++++ RECORD EXCERPTS

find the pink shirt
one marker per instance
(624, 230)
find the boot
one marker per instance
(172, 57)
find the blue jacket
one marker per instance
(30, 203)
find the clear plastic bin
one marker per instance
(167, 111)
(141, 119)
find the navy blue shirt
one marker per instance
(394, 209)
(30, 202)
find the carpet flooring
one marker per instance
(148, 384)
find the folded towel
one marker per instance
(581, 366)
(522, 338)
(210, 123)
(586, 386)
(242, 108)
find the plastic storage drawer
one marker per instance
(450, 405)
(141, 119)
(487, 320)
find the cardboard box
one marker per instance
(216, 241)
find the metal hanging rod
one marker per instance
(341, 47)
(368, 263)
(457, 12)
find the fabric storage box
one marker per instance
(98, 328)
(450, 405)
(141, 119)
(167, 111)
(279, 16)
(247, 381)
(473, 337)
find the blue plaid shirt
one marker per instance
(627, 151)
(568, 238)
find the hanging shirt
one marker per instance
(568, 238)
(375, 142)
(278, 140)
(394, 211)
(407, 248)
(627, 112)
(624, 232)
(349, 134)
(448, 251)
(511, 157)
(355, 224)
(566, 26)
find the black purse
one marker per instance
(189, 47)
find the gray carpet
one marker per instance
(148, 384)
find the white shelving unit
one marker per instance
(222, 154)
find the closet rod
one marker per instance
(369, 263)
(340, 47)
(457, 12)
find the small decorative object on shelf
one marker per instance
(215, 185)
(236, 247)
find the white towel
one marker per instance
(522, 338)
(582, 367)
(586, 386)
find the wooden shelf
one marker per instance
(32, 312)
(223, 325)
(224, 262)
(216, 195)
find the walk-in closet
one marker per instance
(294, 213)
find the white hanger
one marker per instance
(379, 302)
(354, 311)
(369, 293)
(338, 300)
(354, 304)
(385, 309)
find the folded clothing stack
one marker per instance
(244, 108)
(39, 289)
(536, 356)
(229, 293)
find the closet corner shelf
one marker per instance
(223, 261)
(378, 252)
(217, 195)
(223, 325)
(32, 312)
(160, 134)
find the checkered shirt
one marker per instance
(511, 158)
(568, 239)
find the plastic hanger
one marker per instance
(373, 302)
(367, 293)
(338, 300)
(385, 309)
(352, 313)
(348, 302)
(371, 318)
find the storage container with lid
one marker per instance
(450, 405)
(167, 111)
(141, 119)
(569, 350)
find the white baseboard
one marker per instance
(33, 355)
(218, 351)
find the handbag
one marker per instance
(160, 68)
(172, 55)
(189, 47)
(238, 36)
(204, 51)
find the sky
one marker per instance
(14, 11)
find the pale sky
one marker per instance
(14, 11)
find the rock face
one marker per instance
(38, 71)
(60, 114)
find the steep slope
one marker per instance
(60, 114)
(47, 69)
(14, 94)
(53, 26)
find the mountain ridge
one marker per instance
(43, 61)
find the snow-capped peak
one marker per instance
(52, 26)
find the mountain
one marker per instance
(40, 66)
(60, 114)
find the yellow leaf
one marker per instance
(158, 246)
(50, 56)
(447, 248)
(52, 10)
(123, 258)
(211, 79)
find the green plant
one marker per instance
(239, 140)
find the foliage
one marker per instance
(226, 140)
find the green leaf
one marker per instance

++++++++

[EXERCISE]
Copy the entries again, from the line with "find the white hanger" through the last line of the entries, keeping every request line unchanged. Adjust both coordinates of every point by -83.

[SOLVED EXERCISE]
find the white hanger
one marker per instance
(296, 219)
(271, 228)
(286, 210)
(255, 217)
(271, 221)
(302, 226)
find the folded clothing stack
one marker per instance
(161, 25)
(-44, 206)
(453, 273)
(146, 210)
find the closet corner shelf
one marker per instance
(140, 178)
(295, 169)
(134, 112)
(140, 242)
(-51, 229)
(77, 51)
find the checkered shirt
one marker per instance
(428, 75)
(485, 156)
find the plastic hanger
one marker per instance
(290, 219)
(284, 210)
(255, 217)
(302, 226)
(269, 230)
(265, 219)
(288, 235)
find the storage container with lid
one marker per instance
(367, 322)
(84, 28)
(58, 36)
(486, 267)
find the white baseboard
one marker per instance
(-50, 272)
(135, 268)
find the handbag
one marker per instance
(77, -15)
(89, -28)
(106, -36)
(155, -47)
(121, -32)
find the sky
one marker per instance
(-69, -72)
find the pale sky
one marker per instance
(-69, -72)
find the rock face
one marker per instance
(-45, -12)
(-23, 31)
find the steep slope
one marker per instance
(-23, 31)
(-36, -14)
(-69, 11)
(-30, -57)
find the mountain ridge
one marker per instance
(-40, -22)
find the snow-capped peak
one marker per instance
(-31, -57)
find the mountain
one marker per instance
(-43, -17)
(-23, 31)
find the yellow leaf
one marker per instance
(75, 163)
(-33, -27)
(364, 165)
(-31, -73)
(40, 175)
(128, -4)
find the green plant
one marker per instance
(156, 57)
find the foliage
one marker per instance
(143, 57)
find the green leaf
one marker per instance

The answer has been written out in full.